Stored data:

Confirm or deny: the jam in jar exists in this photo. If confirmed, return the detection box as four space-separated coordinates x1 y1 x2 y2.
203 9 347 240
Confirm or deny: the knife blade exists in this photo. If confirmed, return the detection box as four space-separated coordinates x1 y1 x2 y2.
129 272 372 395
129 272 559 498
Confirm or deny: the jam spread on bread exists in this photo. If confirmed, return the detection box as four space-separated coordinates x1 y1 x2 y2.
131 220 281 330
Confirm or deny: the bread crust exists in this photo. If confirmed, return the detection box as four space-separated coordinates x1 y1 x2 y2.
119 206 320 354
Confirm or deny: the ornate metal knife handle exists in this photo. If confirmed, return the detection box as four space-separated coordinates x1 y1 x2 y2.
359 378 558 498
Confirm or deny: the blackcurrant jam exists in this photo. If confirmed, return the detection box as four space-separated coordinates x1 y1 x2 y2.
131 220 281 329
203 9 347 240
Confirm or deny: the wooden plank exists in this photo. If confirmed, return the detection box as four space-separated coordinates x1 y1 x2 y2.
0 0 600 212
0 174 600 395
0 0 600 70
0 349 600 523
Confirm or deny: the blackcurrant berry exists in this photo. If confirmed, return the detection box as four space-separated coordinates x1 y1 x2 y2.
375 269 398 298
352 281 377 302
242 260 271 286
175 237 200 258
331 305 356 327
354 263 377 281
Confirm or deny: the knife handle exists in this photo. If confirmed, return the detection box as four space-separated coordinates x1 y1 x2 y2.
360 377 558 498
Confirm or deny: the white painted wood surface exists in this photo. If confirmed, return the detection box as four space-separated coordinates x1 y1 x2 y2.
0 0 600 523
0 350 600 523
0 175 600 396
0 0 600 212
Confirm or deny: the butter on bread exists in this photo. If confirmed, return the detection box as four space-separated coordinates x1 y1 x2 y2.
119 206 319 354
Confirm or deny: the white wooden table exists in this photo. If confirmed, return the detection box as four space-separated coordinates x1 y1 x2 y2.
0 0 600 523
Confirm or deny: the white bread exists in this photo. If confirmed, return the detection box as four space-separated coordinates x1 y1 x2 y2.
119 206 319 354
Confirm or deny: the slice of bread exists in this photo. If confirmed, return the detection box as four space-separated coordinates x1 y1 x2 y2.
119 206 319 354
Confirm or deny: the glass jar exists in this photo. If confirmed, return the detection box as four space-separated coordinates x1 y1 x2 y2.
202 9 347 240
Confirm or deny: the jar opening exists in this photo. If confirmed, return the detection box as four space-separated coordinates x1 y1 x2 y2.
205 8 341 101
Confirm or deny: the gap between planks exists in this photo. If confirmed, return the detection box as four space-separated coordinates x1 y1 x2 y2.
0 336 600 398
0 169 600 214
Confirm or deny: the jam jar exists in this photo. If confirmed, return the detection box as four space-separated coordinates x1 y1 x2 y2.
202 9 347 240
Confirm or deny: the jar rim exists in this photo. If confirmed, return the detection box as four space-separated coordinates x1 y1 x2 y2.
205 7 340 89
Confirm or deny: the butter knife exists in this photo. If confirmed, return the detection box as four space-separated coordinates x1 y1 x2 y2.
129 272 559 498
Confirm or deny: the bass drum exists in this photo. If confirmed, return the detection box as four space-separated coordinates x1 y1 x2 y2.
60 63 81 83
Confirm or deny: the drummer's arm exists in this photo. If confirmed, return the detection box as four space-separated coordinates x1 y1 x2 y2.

• **PROBLEM TO SOLVE**:
Could you pull out every line of the records above and copy each one unchanged, in its original order?

• **SOLUTION TO THIS TASK**:
Confirm or deny: the jam in jar exists in this photo. If confirmed, return the detection box as four space-separated coordinates x1 y1 x2 y2.
203 9 347 240
Confirm or deny: the knife blade exists in this photo. If confirmed, return the detection box as four space-separated coordinates x1 y1 x2 y2.
129 272 372 395
129 272 559 498
Confirm or deny: the jam spread on bread exists in this photo. If confirmed, return the detection box as four space-separated coordinates x1 y1 x2 y2.
131 220 281 330
Confirm or deny: the bread crust exists in this photo. If confirmed, return the detection box as four space-separated coordinates x1 y1 x2 y2.
119 206 320 354
Confirm or deny: the ornate metal knife handle exists in this photo. If confirmed, return the detection box as four space-separated coordinates x1 y1 x2 y2.
359 378 558 498
Confirm or deny: the blackcurrant jam exists in this photo. If confirmed, return the detection box as four space-separated coordinates x1 y1 x2 y2.
131 220 281 329
203 9 347 240
Confirm or deny: the wooden plank exists in this photo. If confirmed, return the detection box as four space-separated coordinates x1 y1 x2 y2.
0 0 600 212
0 174 600 395
0 0 600 70
0 349 600 523
Confirm or deny: the blackcurrant berry exists in this photo. If confirmed, return the detection box as four space-separated coordinates x1 y1 x2 y2.
375 269 398 298
352 281 377 302
242 260 271 286
175 237 200 258
331 305 356 327
354 263 377 281
Confirm or deny: the knife handle exists in this photo. If confirmed, return the detection box as four space-separated coordinates x1 y1 x2 y2.
360 377 558 498
Confirm or deny: the white painted wood surface exists in this photo. If confirmed, return the detection box as four space-separated coordinates x1 y1 x2 y2.
0 0 600 523
0 350 600 523
0 175 600 396
0 0 600 212
Confirm or deny: the butter on bread exists in this photo. If confirmed, return the detection box as four space-separated coordinates x1 y1 x2 y2.
119 206 319 354
Confirm or deny: the white wooden table exists in this photo. If confirmed, return the detection box as four space-separated coordinates x1 y1 x2 y2.
0 0 600 523
Confirm or deny: the white bread exists in this photo. If confirmed, return the detection box as four space-separated coordinates x1 y1 x2 y2.
119 206 319 354
Confirm or deny: the slice of bread exists in this photo. If confirmed, return the detection box as four space-separated coordinates x1 y1 x2 y2.
119 206 319 354
Confirm or deny: the glass jar exists in this photo. If confirmed, return the detection box as four space-separated coordinates x1 y1 x2 y2.
202 9 347 240
Confirm or deny: the jar opening exists in this photo. If confirmed, return the detection box as four space-separated coordinates x1 y1 x2 y2.
205 8 341 101
Confirm or deny: the gap between planks exists in this photo. If confirmed, return the detection box as four space-separated coordinates x1 y1 x2 y2.
0 336 600 398
0 169 600 214
Confirm or deny: the jam jar exists in this photo. If confirmed, return the detection box as four space-separated coordinates x1 y1 x2 y2.
202 9 347 240
Confirm or deny: the jar rim exists in this photo. If confirmed, return the detection box as four space-separated coordinates x1 y1 x2 y2.
205 7 340 89
Confirm or deny: the butter knife exists in this photo. If confirmed, return the detection box as four space-separated coordinates x1 y1 x2 y2.
129 272 559 498
Confirm or deny: the bass drum exists in this photo. If confirmed, return the detection box as four space-separated coordinates x1 y1 x2 y2.
60 63 81 83
Confirm or deny: the drummer's arm exists in this photo. If confirmed, return the detection box as four space-separated coordinates x1 y1 x2 y2.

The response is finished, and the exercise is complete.